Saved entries
......

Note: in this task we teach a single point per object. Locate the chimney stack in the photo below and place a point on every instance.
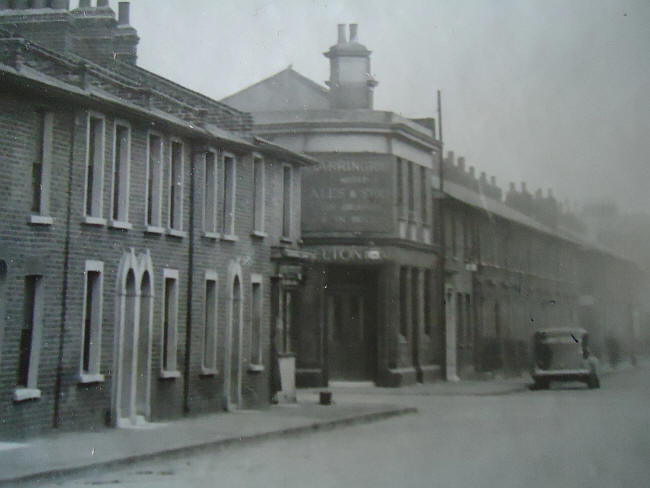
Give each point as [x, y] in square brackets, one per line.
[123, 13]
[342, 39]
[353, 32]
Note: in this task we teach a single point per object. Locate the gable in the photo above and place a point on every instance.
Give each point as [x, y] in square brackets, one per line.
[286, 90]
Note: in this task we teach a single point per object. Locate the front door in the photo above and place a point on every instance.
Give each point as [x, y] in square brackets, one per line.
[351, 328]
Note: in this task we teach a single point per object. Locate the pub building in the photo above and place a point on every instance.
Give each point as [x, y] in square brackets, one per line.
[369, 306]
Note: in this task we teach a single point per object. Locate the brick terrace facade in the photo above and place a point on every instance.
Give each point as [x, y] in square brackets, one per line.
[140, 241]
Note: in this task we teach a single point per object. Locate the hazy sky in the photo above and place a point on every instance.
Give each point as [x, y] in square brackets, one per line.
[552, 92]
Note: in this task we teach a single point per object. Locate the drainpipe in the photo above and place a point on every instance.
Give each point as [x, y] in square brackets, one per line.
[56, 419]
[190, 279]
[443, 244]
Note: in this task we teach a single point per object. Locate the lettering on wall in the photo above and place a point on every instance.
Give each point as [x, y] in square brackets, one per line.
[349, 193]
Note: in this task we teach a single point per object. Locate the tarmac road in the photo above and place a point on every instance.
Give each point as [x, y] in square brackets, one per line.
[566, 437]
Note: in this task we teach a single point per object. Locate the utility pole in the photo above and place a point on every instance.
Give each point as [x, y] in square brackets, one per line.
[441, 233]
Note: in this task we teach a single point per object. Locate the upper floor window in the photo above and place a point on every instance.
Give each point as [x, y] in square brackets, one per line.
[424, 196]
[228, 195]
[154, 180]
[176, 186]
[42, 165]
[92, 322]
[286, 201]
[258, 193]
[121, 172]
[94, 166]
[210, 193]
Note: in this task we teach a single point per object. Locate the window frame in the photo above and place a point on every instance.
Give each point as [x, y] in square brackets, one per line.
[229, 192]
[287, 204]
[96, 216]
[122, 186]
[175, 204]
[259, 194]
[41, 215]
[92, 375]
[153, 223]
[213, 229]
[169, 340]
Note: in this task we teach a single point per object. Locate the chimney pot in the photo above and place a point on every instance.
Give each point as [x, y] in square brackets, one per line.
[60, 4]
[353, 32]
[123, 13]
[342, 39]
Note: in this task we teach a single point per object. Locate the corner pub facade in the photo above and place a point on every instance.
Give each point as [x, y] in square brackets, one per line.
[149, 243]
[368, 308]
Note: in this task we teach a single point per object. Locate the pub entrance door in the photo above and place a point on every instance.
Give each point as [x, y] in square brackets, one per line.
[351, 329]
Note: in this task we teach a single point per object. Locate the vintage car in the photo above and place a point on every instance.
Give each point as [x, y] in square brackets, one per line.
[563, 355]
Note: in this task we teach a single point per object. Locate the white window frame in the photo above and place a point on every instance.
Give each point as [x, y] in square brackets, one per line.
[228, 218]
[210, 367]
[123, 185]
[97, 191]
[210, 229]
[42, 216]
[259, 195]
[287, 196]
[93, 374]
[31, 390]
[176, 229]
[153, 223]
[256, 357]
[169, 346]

......

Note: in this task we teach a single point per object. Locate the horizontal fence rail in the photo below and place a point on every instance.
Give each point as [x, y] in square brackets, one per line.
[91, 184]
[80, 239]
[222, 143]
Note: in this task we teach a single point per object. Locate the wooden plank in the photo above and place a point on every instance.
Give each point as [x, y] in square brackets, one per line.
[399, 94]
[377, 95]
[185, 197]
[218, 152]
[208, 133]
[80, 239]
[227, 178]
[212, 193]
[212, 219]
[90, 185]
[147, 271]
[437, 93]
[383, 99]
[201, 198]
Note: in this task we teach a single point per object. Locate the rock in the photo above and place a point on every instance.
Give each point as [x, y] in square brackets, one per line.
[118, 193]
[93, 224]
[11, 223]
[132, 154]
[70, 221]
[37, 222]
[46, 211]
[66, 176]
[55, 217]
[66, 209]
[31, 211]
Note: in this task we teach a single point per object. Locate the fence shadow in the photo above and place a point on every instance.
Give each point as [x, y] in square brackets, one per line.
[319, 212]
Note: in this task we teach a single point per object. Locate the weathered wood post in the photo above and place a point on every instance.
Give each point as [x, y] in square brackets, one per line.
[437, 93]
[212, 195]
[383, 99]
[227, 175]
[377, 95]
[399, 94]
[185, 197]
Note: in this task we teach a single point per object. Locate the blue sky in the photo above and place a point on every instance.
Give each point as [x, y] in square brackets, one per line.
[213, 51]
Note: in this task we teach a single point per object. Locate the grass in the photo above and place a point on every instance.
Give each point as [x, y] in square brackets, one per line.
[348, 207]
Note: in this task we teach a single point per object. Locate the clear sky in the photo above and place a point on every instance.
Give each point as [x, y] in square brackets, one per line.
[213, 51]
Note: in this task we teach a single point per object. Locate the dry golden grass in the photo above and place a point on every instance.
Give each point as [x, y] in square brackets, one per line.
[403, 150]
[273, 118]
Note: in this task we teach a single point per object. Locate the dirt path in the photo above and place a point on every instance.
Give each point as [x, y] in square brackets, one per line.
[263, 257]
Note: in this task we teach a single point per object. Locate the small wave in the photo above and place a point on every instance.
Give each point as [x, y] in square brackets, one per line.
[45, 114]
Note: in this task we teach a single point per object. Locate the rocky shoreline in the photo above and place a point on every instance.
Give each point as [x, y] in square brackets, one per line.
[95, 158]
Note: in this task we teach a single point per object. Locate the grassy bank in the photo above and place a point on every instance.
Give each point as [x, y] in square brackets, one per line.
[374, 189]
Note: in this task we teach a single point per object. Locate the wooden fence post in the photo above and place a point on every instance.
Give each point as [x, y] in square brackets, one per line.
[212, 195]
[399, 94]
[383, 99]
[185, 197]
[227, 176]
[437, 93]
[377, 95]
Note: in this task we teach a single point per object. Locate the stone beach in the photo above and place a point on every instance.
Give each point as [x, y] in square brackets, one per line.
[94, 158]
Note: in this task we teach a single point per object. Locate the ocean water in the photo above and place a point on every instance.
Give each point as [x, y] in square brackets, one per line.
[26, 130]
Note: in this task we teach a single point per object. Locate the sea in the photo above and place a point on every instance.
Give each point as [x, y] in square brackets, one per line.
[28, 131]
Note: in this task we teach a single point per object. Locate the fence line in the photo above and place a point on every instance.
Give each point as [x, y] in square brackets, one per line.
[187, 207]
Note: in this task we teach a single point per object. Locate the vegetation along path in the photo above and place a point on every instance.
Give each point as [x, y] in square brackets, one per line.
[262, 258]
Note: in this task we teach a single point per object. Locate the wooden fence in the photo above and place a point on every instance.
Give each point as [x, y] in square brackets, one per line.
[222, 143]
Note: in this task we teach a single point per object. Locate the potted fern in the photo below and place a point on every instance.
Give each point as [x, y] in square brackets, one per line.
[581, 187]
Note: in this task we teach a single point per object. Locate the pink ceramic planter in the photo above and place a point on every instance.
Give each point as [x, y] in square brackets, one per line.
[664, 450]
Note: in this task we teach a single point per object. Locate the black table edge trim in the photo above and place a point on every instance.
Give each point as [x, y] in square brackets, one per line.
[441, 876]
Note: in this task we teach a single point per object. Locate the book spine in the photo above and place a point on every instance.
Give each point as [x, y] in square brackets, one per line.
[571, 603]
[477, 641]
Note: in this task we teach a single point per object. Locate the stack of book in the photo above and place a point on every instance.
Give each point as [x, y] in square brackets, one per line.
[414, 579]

......

**Assigned task**: Find all lines holding the word "fence" in the records above and copy them.

**Solution for this task**:
Note: in this task we teach a single point per object. Locate the horizontal fence rail in the photo below and place a point on every instance.
Note: in this task we teach a single point per object. Locate the fence shadow in the photo above and place a point on every instance.
Note: in this task we teach a single point per object. Locate the wooden fence post in the photo above and place a point on every instance.
Note: in this task we teach a single point per object. Locate the fence line in the photo above and place a point on every instance.
Note: in this task we teach a single point per object. Locate the wooden fence in the photo above and place a point on every instance.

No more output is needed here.